▸ What the task requires:
Locate every line in the records below that contains the word "target". Copy each such line in full.

▸ Data supplied:

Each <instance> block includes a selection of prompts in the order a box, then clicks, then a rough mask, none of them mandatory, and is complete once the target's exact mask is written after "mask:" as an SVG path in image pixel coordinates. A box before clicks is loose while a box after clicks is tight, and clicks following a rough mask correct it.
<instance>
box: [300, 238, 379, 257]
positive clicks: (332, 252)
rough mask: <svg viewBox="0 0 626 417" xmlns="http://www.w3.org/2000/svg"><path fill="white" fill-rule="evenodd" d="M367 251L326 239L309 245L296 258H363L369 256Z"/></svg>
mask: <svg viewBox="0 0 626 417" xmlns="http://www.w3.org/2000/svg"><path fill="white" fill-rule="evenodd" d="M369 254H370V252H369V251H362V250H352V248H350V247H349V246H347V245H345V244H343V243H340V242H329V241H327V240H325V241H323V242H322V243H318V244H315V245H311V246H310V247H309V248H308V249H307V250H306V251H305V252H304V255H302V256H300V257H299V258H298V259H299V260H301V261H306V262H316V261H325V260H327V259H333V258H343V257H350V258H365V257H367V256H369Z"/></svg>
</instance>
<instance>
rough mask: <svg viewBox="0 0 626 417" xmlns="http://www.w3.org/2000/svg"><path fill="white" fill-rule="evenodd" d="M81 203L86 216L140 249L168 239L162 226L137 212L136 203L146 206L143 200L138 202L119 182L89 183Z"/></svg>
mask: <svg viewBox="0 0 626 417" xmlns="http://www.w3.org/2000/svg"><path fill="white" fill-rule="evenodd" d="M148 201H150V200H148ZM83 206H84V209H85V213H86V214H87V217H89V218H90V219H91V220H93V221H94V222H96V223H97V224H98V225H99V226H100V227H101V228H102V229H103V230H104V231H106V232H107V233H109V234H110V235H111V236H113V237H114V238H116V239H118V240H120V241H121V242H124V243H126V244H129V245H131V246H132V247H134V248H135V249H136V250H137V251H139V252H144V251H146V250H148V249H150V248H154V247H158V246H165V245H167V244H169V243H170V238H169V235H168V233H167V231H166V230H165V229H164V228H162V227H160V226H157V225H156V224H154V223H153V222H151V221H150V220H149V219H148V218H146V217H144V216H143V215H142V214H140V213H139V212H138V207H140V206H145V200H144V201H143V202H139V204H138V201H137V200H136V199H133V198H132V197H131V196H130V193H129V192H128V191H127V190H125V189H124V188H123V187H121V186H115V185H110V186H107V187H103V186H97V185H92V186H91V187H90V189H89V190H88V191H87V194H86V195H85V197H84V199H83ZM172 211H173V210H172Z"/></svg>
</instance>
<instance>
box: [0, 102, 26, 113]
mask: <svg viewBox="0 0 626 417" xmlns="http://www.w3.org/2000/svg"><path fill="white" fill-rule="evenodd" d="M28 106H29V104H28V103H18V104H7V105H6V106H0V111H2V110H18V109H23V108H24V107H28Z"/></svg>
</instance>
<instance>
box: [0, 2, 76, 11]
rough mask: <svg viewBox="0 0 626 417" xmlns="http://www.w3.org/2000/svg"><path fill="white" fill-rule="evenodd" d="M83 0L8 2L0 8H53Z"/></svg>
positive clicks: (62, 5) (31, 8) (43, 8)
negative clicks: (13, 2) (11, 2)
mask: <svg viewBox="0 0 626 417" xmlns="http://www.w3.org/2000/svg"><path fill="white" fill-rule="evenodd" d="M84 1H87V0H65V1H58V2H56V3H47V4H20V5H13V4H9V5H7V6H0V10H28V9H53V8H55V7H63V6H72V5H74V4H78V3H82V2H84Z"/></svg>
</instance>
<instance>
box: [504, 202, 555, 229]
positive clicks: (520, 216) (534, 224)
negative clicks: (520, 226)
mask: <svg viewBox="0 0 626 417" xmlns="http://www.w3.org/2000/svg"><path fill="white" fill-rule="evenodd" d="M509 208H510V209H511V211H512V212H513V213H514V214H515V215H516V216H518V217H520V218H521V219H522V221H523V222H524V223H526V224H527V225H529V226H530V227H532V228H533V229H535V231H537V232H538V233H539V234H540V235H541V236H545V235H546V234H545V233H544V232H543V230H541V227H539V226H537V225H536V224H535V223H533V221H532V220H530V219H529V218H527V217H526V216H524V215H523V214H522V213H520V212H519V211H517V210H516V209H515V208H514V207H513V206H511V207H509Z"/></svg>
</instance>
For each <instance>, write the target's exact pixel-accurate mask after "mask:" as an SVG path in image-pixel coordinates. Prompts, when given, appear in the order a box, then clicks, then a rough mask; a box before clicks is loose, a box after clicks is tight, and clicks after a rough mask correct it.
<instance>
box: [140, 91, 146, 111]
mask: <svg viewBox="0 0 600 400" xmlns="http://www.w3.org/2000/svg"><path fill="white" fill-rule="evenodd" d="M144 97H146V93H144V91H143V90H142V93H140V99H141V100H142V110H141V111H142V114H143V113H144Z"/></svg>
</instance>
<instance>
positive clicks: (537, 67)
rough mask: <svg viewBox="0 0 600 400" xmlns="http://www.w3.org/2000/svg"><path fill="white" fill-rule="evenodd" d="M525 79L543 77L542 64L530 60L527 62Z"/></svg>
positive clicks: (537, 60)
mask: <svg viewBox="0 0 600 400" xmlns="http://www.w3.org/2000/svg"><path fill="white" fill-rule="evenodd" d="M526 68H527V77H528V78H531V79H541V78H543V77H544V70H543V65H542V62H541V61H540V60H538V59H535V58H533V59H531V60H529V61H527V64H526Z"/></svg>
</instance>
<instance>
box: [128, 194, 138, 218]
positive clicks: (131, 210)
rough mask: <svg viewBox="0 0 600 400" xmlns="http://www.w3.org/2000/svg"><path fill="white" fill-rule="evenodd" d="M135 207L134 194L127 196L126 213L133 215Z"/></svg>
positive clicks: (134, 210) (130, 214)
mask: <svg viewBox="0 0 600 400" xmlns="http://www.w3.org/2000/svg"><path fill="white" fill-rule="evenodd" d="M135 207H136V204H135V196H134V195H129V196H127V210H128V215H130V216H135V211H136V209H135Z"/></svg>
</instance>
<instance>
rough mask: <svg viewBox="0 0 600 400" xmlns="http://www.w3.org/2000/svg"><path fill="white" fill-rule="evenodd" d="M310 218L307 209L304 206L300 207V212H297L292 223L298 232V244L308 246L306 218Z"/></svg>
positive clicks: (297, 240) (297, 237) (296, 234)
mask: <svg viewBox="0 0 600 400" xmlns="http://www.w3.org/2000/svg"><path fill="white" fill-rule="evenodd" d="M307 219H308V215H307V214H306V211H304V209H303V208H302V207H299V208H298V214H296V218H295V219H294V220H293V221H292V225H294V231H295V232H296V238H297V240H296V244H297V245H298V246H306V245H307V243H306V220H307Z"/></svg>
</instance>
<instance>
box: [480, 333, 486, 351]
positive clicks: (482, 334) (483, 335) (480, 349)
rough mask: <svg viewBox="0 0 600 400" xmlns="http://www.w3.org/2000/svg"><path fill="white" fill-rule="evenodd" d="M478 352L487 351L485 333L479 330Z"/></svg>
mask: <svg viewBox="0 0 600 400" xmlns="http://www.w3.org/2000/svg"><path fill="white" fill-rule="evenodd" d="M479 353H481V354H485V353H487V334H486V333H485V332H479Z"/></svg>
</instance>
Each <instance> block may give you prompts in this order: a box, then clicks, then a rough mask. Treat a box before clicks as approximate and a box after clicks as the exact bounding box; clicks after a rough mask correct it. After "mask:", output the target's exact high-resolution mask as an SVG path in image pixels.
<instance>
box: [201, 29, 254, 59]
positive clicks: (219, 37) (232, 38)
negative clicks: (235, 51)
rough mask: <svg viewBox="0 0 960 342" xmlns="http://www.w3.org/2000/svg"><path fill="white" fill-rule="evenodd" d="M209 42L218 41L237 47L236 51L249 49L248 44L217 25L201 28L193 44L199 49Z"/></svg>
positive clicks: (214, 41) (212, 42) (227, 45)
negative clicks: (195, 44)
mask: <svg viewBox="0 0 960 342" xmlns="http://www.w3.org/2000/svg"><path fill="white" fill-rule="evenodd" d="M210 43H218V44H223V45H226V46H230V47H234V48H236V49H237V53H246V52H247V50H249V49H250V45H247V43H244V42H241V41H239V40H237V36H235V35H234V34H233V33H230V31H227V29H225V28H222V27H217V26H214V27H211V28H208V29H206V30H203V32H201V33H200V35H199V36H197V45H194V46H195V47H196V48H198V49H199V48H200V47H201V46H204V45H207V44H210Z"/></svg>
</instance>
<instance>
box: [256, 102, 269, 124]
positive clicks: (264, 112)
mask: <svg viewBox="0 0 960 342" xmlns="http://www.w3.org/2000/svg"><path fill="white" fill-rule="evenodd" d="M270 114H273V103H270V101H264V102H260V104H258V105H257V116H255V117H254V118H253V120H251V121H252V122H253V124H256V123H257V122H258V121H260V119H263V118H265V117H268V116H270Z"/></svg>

▸ Response to the task:
Each <instance> block includes a selection of prompts in the order a box, then clicks, then a rough mask, none of them mandatory, and is complete once the target's exact mask is written after "mask:" as an SVG path in image pixel coordinates. A box before clicks is loose while a box after clicks is tight, and clicks following a rough mask correct it.
For each <instance>, write the target's exact pixel-accurate mask after "mask:" as an SVG path in image-pixel coordinates. Prompts, when given, appear in the order a box, then clicks, then a rough mask; a box before clicks is loose, a box after clicks is tight, and clicks after a rough mask correct it.
Each <instance> block may give you prompts in this order: a box, then clicks, then a rough mask. Treat a box before clicks as approximate and a box after clicks as the exact bounding box; clicks after a rough mask correct it. After "mask:", output the target's exact high-resolution mask as an SVG path in image pixels.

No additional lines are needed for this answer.